> [Article]:
[PATCH 1/2] qemu-kvm/rbd: Implement aio

[Date Prev][Date Next][Thread Prev][Thread Next][Date Index][Thread Index]

 



Finally I've managed to get a working implementation of async-I/O for qemu.
(At least in my test setup things are looking good now.)

The attached patch requires a small modification of librados. I will
send a mail on this in a few minutes.

Christian 
---
 block/rbd.c |  179 ++++++++++++++++++++++++++++++++++++++++++++++++++++++++++-
 1 files changed, 178 insertions(+), 1 deletions(-)

diff --git a/block/rbd.c b/block/rbd.c
index 2177fcd..a3bfb4d 100644
--- a/block/rbd.c
+++ b/block/rbd.c
@@ -47,6 +47,25 @@
 
 #define OBJ_MAX_SIZE (1UL << OBJ_DEFAULT_OBJ_ORDER)
 
+typedef struct RBDAIOCB {
+        BlockDriverAIOCB common;
+        QEMUBH *bh;
+        int ret;
+        QEMUIOVector *qiov;
+        char *bounce;
+        int write;
+        int64_t sector_num;
+        int aiocnt;
+	int rccomplete;
+} RBDAIOCB;
+
+typedef struct RADOSCB {
+        int rcbid;
+        RBDAIOCB *acb;
+        int done;
+        int64_t segsize;
+        char *buf;
+} RADOSCB;
 
 typedef struct RBDRVRBDState {
 	rados_pool_t pool;
@@ -341,6 +360,162 @@ static int rbd_read(BlockDriverState *bs, int64_t sector_num,
 	return(0);
 }
 
+static void rbd_aio_cancel(BlockDriverAIOCB *blockacb)
+{
+    RBDAIOCB *acb = (RBDAIOCB *)blockacb;
+    qemu_bh_delete(acb->bh);
+    acb->bh = NULL;
+    qemu_aio_release(acb);
+}
+
+static AIOPool rbd_aio_pool = 
+{
+    .aiocb_size         = sizeof(RBDAIOCB),
+    .cancel             = rbd_aio_cancel,
+};
+
+static void rbd_finish_aiocb(rados_completion_t c, RADOSCB *rcb)

(Named region outline records)
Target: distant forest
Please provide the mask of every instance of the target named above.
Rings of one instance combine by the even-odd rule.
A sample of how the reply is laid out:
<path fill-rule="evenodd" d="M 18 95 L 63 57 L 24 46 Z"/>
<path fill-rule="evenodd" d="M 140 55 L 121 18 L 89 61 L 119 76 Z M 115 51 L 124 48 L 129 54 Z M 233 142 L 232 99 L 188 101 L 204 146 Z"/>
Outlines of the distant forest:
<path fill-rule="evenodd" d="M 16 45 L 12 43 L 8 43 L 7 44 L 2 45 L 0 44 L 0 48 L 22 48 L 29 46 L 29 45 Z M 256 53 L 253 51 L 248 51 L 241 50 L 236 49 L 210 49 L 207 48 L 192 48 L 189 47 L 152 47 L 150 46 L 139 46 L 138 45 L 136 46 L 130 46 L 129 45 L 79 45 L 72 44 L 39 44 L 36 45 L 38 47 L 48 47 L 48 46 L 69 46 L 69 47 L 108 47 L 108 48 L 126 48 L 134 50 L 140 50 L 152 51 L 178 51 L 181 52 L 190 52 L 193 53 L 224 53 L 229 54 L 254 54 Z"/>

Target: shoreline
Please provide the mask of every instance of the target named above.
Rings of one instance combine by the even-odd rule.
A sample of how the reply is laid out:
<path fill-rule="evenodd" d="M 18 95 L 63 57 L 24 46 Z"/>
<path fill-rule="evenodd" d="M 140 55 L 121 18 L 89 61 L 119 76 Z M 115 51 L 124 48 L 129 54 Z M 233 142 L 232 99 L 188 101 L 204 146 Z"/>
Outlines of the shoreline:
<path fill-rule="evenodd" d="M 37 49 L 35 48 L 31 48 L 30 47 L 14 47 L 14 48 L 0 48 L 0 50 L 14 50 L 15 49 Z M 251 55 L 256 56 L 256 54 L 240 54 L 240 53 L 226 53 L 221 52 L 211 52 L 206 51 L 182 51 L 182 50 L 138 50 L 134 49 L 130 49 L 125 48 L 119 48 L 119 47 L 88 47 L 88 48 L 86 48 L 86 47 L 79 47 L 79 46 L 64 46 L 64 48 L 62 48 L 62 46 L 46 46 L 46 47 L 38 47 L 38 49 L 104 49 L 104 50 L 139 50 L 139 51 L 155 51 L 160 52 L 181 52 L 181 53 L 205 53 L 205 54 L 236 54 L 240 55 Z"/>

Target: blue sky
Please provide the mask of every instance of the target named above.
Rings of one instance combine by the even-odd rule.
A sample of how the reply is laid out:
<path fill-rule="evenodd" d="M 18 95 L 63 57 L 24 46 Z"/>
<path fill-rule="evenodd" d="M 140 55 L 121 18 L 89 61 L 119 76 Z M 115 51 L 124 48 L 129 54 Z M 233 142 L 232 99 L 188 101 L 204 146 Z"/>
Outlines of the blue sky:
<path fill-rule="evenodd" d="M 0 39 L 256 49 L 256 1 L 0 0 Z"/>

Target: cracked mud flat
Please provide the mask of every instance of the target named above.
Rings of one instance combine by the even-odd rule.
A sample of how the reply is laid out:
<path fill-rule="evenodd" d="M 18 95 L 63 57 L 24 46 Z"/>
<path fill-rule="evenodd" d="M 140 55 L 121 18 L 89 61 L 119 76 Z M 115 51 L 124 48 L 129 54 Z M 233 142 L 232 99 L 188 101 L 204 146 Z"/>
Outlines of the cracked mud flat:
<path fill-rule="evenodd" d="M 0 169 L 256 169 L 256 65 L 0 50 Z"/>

> [Exercise tasks]:
• a. Write out the part of the patch from "The attached patch" to "insertions(+), 1 deletions(-)".
• b. In the patch, what does the author say the attached change needs a small modification of?
The rows above bear no relation to the patch.

> [Solutions in order]:
• a.
The attached patch requires a small modification of librados. I will
send a mail on this in a few minutes.

Christian 
---
 block/rbd.c |  179 ++++++++++++++++++++++++++++++++++++++++++++++++++++++++++-
 1 files changed, 178 insertions(+), 1 deletions(-)

• b. librados